■ Problem statement
Continue the wrestling tournament account below from its last sentence.

Again each bout was won by fall. Beitags (0 points) and Cadier (1 point) were the only two wrestlers who could afford to lose without being eliminated; neither did. All three losers were eliminated. Seelenbinder and Neo stayed in contention at 3 points. The official report assigns individual ranking through 6th place, leaving Foidl in 7th by default.

- Bouts

| Winner | Nation | Victory Type | Loser | Nation |
|---|---|---|---|---|
| Werner Seelenbinder | Germany | Fall | Franz Foidl | Austria |
| August Neo | Estonia | Fall | Umberto Silvestri | Italy |
| Axel Cadier | Sweden | Fall | Olaf Knudsen | Norway |
| Edvīns Bietags | Latvia | Bye | N/A | N/A |

- Points

| Rank | Wrestler | Nation | Start | Earned | Total |
|---|---|---|---|---|---|
| 1 | Edvīns Bietags | Latvia | 0 | 0 | 0 |
| 2 | Axel Cadier | Sweden | 1 | 0 | 1 |
| 3 | August Neo | Estonia | 3 | 0 | 3 |
| 3 | Werner Seelenbinder | Germany | 3 | 0 | 3 |
| 5 | Umberto Silvestri | Italy | 3 | 3 | 6 |
| 6 | Olaf Knudsen | Norway | 3 | 3 | 6 |
| 7 | Franz Foidl | Austria | 3 | 3 | 6 |

===Round 5===

Both matches featured one wrestler who could not be eliminated and one who could; in both cases, the vulnerable wrestler lost. Neo finished with the bronze medal over Seelenbinder as his split-decision loss put him at 5 points to Seelenbinder's 6. Bietags and Cadier moved on to face each other in a de facto final.

■ Material
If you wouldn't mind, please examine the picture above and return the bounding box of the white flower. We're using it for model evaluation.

■ Result
- Bouts

| Winner | Nation | Victory Type | Loser | Nation |
|---|---|---|---|---|
| Edvīns Bietags | Latvia | Decision, 2–1 | August Neo | Estonia |
| Axel Cadier | Sweden | Decision, 3–0 | Werner Seelenbinder | Germany |

- Points

| Rank | Wrestler | Nation | Start | Earned | Total |
|---|---|---|---|---|---|
| 1 | Edvīns Bietags | Latvia | 0 | 1 | 1 |
| 2 | Axel Cadier | Sweden | 1 | 1 | 2 |
| 3rd place, bronze medalist(s) | August Neo | Estonia | 3 | 2 | 5 |
| 4 | Werner Seelenbinder | Germany | 3 | 3 | 6 |

===Round 6===

Cadier won the round 6 bout that effectively served as a gold medal final, with only two wrestlers left.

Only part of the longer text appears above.